### [Письменное задание]
Перепишите материал от строки с «target = butterfly head» до строки с «column 223, row 239» включительно, заменив «striped» на «banded». Всё остальное оставьте как есть.

• • • •

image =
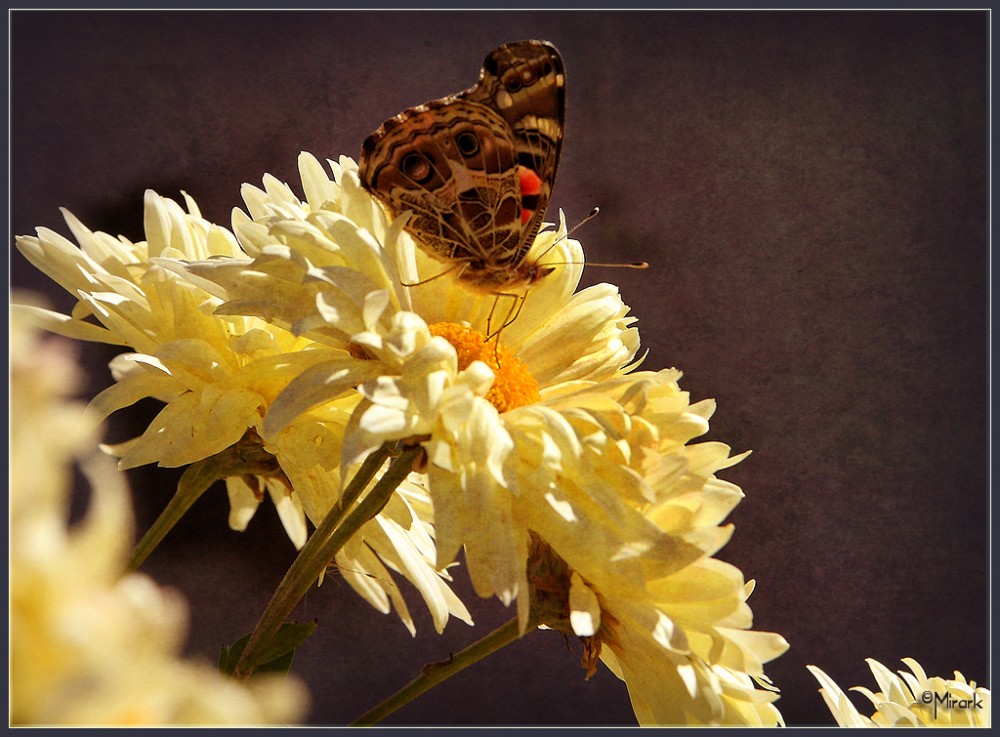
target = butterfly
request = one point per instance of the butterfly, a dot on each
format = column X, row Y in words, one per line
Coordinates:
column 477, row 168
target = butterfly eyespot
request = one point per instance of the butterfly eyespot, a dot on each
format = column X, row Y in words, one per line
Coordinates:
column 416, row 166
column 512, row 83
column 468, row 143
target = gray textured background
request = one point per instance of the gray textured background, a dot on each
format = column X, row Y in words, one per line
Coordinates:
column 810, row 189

• • • •

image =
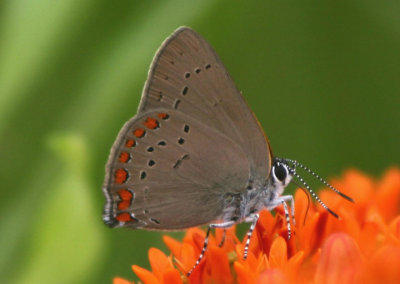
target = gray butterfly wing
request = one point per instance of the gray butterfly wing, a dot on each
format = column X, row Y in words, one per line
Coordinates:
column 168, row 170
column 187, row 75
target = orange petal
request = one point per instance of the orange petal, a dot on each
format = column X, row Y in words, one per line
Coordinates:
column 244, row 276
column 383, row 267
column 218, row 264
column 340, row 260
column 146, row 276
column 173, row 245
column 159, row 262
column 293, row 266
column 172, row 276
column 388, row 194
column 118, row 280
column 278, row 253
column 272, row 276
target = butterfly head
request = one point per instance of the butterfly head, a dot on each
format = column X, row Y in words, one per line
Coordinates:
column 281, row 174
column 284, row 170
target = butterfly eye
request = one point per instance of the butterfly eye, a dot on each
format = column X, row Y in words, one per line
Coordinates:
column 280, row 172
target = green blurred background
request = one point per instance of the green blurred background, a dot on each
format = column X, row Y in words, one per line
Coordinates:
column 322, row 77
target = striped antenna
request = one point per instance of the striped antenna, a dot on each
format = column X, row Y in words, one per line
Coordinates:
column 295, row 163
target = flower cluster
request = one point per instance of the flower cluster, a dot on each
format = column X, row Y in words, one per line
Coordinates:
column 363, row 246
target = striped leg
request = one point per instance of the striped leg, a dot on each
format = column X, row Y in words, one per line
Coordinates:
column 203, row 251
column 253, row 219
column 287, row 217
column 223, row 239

• • • •

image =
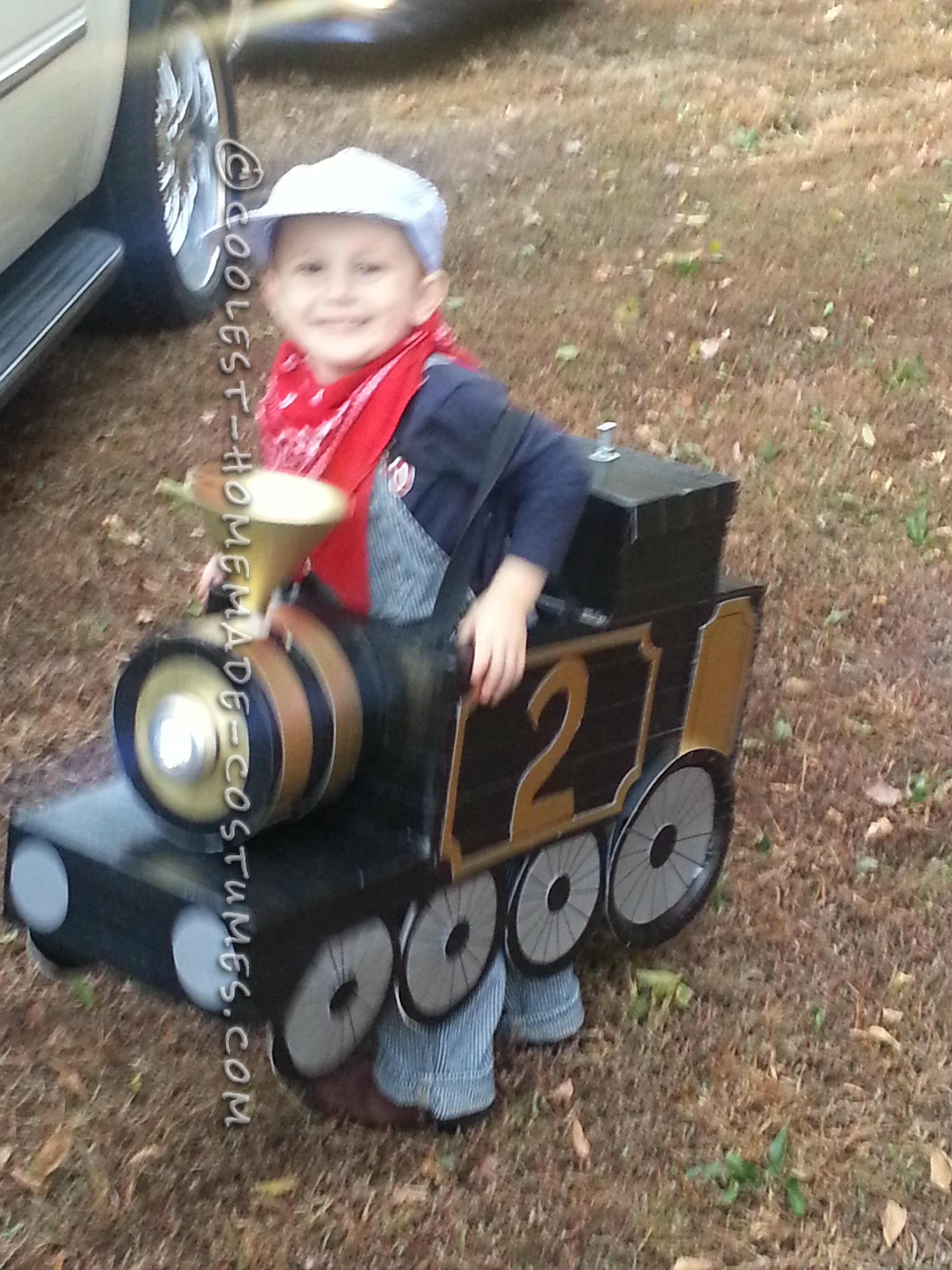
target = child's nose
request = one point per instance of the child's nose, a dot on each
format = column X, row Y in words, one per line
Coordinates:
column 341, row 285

• • • •

### [Письменный ответ]
target = butterfly head
request = one point per instance of the butterfly head, a dot on each
format = column X, row Y in words, one per line
Coordinates:
column 281, row 174
column 284, row 170
target = butterfly eye
request = one point per instance of the butterfly eye, a dot on each
format = column X, row Y in words, one per line
Coordinates:
column 280, row 172
target = green blurred background
request = one point per instance of the green blurred background, a dot on each
format = column X, row Y in words, one per line
Coordinates:
column 322, row 77
target = banded antenna
request = one point per instance of the banded antenna, a dot on each
format = column X, row Y in words, one per line
Coordinates:
column 295, row 163
target = flower cluster
request = one point per instance of the flower cluster, a dot on each
format = column X, row Y in words, one per line
Coordinates:
column 363, row 246
target = banded leg
request = one point per instance of the banded leg, a dot on each
format = column X, row Y in words, one per line
Coordinates:
column 203, row 251
column 253, row 219
column 287, row 217
column 223, row 239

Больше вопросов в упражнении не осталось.